■ EXERCISE ■
Copy exactly, and only, the lines from the line containing "of the full-length" through the last line of the records below, both included.

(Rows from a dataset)
_ _ _ _ _ _ _
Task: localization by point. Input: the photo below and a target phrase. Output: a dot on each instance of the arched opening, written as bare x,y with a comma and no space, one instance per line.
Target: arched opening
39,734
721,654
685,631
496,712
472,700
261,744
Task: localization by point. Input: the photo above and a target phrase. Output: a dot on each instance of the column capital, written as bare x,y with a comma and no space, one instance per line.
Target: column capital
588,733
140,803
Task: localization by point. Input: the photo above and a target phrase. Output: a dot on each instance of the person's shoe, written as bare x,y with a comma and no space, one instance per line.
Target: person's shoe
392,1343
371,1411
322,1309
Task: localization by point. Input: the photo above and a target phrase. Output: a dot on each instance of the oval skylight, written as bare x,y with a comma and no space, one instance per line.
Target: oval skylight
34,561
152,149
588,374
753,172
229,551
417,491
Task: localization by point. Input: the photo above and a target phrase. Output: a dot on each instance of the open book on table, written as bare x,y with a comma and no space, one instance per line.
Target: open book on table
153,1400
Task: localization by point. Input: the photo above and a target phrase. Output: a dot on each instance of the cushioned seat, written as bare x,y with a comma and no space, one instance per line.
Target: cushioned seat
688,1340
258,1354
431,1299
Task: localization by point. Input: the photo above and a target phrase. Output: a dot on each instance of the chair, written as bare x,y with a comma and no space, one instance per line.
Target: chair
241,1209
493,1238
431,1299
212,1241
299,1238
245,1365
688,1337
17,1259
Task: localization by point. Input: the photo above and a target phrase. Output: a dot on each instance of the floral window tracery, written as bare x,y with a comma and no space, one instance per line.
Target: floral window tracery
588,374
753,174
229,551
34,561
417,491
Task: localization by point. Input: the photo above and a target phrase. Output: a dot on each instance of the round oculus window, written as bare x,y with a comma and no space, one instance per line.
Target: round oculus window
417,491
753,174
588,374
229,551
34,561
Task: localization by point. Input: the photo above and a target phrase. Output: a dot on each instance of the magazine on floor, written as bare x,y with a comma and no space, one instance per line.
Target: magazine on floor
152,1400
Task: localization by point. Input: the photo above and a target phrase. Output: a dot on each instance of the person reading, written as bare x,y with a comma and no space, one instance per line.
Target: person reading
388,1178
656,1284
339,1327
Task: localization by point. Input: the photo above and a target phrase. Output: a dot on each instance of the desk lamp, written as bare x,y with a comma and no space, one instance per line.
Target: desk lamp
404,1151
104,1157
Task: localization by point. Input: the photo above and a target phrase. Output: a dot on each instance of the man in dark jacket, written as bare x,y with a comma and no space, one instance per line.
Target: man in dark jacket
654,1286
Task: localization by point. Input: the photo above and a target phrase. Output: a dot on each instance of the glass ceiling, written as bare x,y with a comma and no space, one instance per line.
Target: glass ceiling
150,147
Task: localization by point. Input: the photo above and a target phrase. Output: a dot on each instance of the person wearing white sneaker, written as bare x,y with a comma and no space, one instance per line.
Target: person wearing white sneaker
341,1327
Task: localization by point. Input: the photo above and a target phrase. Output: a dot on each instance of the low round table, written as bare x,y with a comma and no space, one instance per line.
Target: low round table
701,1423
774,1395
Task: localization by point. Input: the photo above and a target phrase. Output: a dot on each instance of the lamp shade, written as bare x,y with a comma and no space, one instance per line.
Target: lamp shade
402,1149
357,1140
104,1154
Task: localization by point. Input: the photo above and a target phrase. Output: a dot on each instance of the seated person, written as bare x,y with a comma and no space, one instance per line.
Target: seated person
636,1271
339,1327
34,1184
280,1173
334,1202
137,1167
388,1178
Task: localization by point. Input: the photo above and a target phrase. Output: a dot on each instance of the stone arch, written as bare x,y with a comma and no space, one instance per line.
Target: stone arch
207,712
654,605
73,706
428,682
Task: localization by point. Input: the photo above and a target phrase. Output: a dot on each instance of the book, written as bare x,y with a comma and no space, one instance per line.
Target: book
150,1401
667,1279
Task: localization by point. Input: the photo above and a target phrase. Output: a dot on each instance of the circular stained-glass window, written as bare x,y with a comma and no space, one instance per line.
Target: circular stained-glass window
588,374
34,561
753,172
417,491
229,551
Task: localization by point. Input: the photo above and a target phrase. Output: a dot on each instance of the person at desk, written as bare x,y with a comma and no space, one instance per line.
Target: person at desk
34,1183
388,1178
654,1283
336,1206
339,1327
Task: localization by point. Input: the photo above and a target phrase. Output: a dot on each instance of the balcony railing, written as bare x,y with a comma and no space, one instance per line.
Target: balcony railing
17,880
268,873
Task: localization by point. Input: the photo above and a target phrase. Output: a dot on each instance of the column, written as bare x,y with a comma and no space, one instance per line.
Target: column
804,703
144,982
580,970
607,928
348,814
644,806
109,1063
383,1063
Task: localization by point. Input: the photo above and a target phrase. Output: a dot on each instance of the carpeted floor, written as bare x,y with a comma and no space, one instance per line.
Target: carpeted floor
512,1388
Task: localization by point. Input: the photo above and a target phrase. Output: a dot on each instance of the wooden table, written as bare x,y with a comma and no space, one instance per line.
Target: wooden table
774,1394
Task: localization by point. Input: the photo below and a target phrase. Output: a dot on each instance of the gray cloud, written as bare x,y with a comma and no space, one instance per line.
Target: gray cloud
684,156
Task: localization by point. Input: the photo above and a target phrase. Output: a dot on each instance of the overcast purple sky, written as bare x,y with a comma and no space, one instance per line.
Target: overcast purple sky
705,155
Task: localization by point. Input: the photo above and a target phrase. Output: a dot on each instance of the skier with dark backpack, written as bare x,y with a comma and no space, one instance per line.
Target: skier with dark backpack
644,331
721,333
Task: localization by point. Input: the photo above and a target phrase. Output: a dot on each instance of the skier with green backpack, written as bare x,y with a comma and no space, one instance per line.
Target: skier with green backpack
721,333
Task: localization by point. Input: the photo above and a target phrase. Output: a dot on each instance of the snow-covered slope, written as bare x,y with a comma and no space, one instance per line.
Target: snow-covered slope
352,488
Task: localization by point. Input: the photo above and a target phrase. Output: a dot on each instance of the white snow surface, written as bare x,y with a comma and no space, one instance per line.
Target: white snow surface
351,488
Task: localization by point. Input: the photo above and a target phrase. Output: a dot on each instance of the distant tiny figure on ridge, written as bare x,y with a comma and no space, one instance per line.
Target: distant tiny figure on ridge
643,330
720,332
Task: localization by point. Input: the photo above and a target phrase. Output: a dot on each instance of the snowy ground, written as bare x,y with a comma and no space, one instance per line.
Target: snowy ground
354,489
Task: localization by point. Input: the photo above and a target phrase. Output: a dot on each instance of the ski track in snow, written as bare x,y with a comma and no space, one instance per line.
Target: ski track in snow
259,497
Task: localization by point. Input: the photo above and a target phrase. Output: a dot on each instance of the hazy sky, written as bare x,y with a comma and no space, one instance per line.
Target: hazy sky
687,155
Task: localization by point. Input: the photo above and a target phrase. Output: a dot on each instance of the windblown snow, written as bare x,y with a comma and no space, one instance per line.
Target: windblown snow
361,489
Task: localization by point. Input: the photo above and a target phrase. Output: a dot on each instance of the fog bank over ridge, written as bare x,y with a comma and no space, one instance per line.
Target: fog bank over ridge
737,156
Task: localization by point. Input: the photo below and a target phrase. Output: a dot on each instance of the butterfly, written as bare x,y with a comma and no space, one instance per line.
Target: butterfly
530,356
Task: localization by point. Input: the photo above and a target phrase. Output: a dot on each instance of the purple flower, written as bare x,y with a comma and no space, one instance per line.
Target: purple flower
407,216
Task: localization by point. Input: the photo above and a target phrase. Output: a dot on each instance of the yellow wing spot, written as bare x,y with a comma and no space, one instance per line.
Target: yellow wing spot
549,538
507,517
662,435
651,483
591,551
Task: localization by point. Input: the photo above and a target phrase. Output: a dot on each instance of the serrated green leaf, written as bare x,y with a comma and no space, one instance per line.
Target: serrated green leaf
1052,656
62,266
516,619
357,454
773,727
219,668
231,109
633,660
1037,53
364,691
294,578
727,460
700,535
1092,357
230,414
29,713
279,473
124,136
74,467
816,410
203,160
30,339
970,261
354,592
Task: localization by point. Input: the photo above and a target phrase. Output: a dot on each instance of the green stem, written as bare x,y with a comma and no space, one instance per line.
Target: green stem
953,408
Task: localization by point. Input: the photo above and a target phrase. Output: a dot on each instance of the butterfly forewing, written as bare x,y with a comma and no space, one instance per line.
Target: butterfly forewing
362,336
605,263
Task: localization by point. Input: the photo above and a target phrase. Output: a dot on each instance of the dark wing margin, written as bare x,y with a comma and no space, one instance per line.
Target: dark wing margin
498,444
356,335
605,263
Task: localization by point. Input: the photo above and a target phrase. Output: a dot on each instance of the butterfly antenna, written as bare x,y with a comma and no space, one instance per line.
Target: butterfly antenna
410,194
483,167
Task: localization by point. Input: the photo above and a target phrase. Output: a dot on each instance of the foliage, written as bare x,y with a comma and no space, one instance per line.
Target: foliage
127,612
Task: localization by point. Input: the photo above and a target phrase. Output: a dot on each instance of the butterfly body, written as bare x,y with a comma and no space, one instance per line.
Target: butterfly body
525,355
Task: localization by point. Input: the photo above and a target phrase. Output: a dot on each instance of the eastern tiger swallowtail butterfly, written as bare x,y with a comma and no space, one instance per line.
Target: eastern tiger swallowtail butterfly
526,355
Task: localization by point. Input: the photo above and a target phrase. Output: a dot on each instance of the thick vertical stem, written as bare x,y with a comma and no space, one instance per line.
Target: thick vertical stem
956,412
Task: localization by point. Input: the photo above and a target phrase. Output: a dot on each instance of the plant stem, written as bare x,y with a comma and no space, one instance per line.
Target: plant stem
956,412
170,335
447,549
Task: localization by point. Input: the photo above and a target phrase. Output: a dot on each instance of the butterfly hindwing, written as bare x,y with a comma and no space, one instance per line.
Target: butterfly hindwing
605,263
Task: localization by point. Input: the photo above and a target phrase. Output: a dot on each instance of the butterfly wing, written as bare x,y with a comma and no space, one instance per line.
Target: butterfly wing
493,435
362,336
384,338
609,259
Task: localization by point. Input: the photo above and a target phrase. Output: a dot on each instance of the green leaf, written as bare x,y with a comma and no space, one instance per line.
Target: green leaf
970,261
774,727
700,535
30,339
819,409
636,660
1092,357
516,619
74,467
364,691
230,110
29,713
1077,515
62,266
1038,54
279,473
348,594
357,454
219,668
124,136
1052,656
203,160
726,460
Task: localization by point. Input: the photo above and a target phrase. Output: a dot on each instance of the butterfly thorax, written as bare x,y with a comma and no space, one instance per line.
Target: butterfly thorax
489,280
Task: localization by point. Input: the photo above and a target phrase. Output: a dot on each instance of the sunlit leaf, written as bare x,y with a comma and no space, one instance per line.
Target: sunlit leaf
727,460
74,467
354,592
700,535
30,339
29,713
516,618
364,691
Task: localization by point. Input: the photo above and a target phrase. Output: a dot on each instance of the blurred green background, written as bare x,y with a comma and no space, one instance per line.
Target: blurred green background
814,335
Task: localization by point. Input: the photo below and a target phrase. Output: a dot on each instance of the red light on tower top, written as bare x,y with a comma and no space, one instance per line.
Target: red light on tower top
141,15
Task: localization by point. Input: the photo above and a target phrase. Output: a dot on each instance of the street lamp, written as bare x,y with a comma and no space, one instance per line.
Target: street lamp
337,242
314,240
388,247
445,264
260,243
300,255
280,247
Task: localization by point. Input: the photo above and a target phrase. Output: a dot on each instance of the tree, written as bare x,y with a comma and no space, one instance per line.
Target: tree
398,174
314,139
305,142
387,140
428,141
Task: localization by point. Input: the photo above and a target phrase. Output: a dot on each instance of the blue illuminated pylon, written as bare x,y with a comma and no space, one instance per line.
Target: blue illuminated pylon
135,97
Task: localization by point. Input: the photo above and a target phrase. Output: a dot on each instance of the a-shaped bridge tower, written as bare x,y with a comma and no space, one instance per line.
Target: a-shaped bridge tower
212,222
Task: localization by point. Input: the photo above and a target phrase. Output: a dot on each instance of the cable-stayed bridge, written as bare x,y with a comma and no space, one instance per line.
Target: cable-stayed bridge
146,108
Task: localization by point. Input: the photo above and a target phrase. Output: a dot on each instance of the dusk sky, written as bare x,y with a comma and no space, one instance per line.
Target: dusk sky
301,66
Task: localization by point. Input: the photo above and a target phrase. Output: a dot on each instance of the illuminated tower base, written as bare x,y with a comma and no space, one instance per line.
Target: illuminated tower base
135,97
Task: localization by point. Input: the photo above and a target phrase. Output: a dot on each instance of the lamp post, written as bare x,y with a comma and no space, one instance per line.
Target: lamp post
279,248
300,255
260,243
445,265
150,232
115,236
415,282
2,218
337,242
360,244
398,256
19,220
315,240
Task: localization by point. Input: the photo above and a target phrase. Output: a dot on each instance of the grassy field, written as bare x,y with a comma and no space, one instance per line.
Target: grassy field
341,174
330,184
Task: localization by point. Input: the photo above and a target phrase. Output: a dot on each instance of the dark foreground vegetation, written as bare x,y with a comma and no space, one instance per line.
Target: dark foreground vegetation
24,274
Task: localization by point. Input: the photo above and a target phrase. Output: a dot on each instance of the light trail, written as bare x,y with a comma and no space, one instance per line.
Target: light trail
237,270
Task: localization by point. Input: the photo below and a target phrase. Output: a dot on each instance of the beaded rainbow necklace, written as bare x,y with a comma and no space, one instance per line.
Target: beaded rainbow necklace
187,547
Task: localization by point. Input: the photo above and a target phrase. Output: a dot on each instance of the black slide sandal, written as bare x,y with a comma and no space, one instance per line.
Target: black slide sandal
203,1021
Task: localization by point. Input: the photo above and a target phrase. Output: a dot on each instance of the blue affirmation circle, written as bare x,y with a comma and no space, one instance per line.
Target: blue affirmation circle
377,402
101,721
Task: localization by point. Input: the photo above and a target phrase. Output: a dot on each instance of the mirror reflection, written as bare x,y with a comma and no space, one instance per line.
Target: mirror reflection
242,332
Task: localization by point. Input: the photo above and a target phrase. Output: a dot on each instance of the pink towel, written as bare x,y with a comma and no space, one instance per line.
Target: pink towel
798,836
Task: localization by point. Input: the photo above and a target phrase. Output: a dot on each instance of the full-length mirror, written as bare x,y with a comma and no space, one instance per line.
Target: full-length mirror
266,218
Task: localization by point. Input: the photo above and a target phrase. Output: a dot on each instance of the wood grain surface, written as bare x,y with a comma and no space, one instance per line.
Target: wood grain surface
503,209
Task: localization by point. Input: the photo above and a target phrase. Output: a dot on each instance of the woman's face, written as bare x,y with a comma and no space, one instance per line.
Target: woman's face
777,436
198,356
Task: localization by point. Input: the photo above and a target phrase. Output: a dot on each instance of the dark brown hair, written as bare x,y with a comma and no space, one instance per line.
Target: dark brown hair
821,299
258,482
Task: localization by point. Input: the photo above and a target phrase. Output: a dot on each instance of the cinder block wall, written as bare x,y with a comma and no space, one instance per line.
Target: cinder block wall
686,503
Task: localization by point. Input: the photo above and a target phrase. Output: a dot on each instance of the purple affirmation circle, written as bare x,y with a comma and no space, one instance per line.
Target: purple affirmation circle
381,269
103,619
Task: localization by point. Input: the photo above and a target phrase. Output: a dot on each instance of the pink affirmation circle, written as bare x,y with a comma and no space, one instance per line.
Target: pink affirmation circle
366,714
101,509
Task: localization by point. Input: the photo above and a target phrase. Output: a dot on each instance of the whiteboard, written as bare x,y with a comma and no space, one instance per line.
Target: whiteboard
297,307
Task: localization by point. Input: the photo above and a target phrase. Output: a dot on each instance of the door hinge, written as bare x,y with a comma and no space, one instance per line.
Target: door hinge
_ _ _ _ _ _ _
■ FINISHED TASK ■
Task: localization by point. Input: the photo above and a target phrase. Output: a dot on each instance of the full-length mirror, written as bare x,y with a comma and no space, one instance per line.
Target: full-length mirror
266,218
Task: localization by point. Input: the photo above and a target phrase. Output: a dot on each instance of the wood grain surface, written as bare x,y with a comma and no space, one instance per line.
Target: wood grain surface
503,209
Task: localization by point. Input: the photo above and a target phrase. Output: a dot on each instance of the woman's face, written as bare x,y with a comma and no space, one instance per line.
Target: woman's face
777,436
198,356
Task: localization by point. Input: the photo above and a target phrase. Output: a dot on each instance of the dark brown hair, written as bare x,y with a comma and no space, one instance per line.
Target: dark brown hair
821,299
258,482
Task: localization by point. Input: the photo above and a target phrase. Output: a dot on each instance of the cinder block wall, written as bare x,y with a comma and no space, one instance per line.
Target: cinder block wall
686,503
Task: localization by point. Input: the photo above and a target phrase. Output: a dot on each instance of the purple affirmation circle, written as bare x,y with a comma and no space, one instance per line.
Target: purple affirmation circle
381,269
103,619
Task: localization by point. Input: the photo above and a target phrase. Output: a dot on each instance of the pink affirmation circle, written as bare x,y with a comma and no space, one instance per line.
Target: pink affirmation circle
366,714
101,509
Task: localization by point. Input: the photo above and a target phrase. Output: a dot on each instance of the whiteboard, written as bare x,y with a comma and no space, one instance per line.
Target: whiteboard
297,307
Task: localization by point. Input: the photo above and a target phrase. Output: a dot on each instance of the door hinge, written as bare x,y with a comma and no space, one instance per line.
Target: door hinge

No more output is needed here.